• **WORK ITEM**:
The required lines are those that contain "blazer"; pull them out of the data and copy them.

• **DATA TO PROCESS**:
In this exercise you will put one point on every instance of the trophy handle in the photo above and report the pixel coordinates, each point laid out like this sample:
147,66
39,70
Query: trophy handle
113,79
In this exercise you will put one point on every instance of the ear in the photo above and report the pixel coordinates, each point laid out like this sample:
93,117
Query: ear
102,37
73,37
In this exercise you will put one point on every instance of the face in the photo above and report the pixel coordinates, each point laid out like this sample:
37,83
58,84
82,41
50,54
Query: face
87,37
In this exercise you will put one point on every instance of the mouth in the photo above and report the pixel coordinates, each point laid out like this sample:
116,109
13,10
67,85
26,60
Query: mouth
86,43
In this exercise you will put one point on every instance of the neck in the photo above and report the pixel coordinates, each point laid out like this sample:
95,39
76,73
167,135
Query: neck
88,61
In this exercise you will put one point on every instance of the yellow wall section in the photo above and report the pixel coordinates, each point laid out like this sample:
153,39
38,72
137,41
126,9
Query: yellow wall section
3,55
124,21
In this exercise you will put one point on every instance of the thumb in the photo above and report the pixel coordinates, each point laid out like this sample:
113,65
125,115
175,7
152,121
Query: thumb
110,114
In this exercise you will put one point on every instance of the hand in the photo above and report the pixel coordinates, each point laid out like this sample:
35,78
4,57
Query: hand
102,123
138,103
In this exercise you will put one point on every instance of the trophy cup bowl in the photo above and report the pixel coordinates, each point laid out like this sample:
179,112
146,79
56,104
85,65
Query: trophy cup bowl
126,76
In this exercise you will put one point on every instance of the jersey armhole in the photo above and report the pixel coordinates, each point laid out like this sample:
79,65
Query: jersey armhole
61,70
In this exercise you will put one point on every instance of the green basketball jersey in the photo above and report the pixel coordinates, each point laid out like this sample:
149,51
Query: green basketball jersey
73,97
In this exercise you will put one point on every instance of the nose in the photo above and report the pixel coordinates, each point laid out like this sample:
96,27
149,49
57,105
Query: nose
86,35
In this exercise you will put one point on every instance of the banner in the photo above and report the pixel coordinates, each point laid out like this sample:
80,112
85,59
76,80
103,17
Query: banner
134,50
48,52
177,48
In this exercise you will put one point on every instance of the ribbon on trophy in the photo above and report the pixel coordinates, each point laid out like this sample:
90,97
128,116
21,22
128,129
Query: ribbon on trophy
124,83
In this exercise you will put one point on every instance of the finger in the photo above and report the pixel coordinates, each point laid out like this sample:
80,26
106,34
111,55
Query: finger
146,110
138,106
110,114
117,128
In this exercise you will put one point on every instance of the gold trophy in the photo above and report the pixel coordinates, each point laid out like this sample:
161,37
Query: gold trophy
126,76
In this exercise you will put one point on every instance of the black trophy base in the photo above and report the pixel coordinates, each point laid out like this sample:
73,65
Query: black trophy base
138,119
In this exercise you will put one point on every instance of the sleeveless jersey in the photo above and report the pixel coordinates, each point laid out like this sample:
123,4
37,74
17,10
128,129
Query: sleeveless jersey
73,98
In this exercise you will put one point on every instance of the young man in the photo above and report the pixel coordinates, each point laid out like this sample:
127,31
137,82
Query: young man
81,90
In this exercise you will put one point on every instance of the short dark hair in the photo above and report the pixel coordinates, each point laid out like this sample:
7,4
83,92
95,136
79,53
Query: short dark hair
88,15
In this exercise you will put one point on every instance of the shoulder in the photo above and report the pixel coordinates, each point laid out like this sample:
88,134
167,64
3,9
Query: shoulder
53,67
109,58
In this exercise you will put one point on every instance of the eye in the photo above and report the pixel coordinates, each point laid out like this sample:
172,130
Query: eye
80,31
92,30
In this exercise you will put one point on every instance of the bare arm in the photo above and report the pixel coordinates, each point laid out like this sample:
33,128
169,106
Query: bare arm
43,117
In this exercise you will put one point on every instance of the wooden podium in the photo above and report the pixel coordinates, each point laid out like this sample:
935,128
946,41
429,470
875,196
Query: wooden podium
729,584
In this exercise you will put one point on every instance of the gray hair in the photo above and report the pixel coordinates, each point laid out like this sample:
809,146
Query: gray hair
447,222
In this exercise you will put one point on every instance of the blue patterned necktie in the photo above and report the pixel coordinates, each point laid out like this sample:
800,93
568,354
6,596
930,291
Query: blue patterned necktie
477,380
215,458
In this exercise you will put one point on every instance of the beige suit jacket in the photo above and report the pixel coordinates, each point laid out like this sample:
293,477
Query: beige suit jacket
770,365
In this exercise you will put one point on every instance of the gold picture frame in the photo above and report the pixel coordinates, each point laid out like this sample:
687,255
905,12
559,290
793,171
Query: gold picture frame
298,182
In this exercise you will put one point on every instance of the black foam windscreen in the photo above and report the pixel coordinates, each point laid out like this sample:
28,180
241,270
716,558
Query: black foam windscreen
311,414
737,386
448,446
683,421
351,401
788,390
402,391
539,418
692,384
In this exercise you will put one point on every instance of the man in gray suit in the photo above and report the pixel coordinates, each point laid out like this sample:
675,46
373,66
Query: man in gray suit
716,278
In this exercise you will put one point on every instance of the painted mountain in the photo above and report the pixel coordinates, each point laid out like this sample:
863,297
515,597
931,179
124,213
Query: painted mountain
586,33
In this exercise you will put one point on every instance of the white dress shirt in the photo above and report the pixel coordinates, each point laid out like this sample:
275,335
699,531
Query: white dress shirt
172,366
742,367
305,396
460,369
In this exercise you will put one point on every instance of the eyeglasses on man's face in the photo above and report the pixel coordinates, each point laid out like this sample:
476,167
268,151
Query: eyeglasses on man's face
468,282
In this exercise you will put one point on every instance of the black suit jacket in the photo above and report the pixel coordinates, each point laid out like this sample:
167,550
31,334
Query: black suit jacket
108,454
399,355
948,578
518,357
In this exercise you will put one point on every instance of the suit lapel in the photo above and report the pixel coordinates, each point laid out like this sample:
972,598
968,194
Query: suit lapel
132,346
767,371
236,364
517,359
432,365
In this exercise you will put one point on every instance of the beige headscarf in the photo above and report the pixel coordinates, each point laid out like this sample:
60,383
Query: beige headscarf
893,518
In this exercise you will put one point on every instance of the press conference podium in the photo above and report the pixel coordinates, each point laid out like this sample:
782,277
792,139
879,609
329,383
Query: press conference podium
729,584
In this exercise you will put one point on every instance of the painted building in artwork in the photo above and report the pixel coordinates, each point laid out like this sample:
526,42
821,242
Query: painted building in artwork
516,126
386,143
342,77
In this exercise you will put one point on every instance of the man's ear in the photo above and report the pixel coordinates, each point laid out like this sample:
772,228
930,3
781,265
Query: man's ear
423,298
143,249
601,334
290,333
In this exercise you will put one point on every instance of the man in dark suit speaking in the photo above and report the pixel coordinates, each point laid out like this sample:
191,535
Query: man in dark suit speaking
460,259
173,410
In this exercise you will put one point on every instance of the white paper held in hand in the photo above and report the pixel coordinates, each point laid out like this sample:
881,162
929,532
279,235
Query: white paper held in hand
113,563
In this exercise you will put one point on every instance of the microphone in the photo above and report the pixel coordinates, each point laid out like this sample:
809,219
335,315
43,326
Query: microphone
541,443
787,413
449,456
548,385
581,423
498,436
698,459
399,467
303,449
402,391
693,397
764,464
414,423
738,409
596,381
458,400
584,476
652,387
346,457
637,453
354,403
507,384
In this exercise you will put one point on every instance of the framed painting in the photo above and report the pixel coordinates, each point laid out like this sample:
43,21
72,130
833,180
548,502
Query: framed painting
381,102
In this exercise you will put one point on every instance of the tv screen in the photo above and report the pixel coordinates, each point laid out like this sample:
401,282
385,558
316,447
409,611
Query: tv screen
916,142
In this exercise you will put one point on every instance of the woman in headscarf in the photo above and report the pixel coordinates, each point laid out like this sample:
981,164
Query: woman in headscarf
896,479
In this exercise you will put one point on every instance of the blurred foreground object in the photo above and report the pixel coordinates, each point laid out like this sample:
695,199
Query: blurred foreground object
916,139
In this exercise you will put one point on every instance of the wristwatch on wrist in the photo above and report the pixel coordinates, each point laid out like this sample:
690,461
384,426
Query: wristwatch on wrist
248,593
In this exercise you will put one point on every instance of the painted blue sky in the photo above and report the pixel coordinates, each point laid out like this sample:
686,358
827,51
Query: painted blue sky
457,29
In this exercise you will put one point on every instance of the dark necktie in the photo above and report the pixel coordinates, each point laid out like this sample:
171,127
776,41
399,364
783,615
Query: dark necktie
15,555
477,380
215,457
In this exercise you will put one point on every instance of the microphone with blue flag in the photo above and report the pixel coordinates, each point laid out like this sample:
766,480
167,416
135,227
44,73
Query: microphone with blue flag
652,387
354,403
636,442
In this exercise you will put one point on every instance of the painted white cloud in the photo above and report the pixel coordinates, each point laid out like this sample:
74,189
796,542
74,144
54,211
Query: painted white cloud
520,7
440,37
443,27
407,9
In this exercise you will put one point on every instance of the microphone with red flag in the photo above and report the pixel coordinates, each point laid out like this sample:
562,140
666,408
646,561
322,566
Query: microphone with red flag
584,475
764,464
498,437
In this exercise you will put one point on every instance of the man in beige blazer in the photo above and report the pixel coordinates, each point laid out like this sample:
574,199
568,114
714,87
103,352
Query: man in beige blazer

* * *

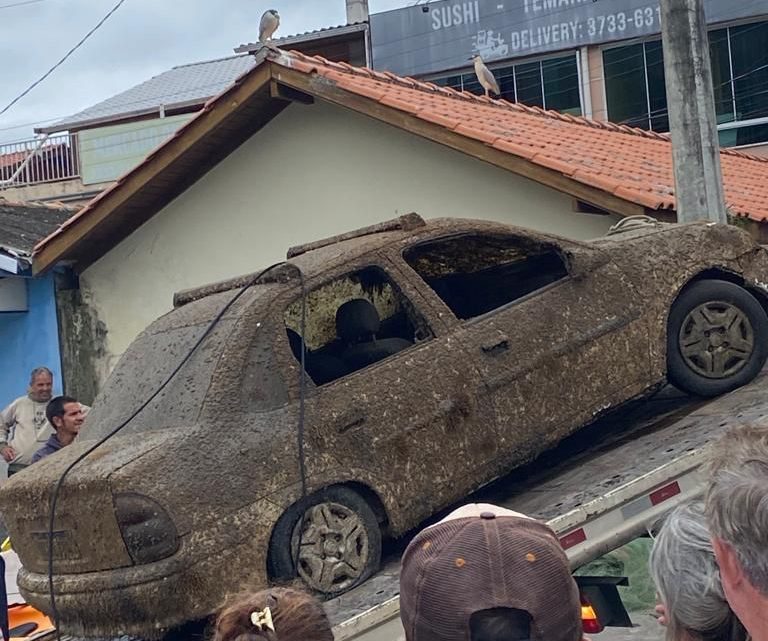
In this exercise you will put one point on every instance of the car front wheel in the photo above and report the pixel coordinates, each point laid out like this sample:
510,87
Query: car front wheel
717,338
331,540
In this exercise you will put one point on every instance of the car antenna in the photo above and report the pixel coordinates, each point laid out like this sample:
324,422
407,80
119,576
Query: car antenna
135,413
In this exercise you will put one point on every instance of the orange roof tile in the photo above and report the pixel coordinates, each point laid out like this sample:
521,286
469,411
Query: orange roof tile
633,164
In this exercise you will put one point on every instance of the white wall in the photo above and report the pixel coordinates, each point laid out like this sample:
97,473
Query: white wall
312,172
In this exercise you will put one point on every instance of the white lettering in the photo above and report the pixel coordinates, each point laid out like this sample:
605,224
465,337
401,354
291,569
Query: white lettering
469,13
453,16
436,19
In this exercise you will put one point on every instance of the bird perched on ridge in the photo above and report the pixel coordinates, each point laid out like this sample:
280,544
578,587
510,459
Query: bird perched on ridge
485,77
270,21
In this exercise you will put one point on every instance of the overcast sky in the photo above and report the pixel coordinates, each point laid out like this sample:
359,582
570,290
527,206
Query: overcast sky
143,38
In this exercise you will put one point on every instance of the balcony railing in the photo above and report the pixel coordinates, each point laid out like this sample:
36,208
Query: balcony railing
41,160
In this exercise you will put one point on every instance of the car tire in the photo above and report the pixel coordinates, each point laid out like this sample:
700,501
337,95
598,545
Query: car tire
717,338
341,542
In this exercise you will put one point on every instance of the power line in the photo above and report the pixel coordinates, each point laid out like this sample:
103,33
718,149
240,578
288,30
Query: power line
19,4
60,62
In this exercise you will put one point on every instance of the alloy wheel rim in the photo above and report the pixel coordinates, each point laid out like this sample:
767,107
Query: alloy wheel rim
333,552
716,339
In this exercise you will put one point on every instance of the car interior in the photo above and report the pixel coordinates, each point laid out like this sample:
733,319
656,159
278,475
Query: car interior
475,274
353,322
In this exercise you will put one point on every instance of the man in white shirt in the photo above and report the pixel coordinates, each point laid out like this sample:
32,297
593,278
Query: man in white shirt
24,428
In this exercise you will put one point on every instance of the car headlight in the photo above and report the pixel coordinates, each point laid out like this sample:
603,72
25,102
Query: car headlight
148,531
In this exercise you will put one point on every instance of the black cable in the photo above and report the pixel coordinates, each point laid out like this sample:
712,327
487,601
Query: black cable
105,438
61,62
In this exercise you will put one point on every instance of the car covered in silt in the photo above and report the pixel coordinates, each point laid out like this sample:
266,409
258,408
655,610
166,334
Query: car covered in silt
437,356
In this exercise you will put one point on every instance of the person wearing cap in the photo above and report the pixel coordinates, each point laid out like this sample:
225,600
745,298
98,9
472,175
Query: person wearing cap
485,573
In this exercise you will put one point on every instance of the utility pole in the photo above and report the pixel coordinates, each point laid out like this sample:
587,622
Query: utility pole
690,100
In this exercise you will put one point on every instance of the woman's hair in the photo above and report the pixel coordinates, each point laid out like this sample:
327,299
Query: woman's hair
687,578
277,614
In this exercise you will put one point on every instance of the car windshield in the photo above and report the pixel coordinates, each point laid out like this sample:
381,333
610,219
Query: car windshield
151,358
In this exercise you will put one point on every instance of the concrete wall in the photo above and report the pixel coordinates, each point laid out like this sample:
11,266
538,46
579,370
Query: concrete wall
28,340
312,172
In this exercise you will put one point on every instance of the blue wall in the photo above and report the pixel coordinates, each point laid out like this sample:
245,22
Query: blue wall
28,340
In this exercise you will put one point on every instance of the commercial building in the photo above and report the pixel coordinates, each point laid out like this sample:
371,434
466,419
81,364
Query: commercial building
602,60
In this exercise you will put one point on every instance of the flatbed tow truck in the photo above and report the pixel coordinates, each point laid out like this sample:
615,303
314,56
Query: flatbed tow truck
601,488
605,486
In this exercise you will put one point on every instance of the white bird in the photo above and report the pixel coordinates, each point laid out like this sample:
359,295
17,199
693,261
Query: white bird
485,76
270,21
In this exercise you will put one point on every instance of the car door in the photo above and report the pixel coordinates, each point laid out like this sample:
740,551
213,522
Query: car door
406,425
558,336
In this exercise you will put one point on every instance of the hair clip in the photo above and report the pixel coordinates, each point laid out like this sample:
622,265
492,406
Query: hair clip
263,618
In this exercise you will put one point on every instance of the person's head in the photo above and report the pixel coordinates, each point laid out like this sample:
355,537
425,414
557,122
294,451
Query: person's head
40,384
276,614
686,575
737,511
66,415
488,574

• **RESPONSE TO THIS EXERCISE**:
In this exercise you will put one point on every instance of the man in beige blazer in the photo above and report the pixel coordinates, each point laid out like this sample:
Query: man in beige blazer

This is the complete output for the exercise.